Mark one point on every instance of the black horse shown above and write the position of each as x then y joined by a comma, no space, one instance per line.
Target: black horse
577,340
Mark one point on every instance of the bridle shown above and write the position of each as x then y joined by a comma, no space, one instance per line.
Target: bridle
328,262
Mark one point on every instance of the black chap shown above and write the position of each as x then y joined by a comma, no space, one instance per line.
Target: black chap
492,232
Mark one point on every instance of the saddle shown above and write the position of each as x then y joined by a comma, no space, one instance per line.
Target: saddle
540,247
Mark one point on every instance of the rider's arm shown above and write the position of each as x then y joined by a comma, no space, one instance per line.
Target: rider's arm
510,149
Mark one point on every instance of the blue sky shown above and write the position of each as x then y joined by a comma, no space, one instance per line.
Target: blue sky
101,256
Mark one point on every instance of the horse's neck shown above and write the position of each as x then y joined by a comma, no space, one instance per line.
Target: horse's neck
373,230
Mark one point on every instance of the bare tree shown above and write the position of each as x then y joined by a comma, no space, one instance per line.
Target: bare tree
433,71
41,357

• • • • • • •

▶ [REQUIRED WORK] What you write must be identical to the material above.

▶ [RESPONSE FOR THIS EXERCISE]
Mark one point on every instance of the black horse shown above and write the position of each as x then y joined by a comma, no space, one instance per line.
Target: black horse
577,340
Mark one point on every instance of the bridle shown above and write the position of each as x then y joined by a comma, no space, one instance per line.
Target: bridle
328,262
Mark one point on every instance of the black chap shown above and write the position of each as x then y joined by a comma, no space, one instance per line.
Target: black chap
492,232
Mark one point on every instance of the saddle shown above and write the position of each as x then y joined by a comma, no space, one instance per line.
Target: saddle
540,247
Mark one point on every instance of the rider's arm shown above and write the position of each as x then y joined by a comma, no space, one instance per line.
Target: rider's arm
510,149
Mark one point on every instance of the blue sky shown above and write the position of each as x then y joined by a comma, no space, one instance per line.
Target: blue sky
101,256
Mark one point on every instance of the horse's neck shown above and write the position of each as x then y joined by a comma, no space, one instance per line.
Target: horse's neck
373,230
Mark one point on every instance of the bare tree shown above and write the position of each as x then y joined by a comma, no space, one instance per line.
Target: bare tree
433,71
41,357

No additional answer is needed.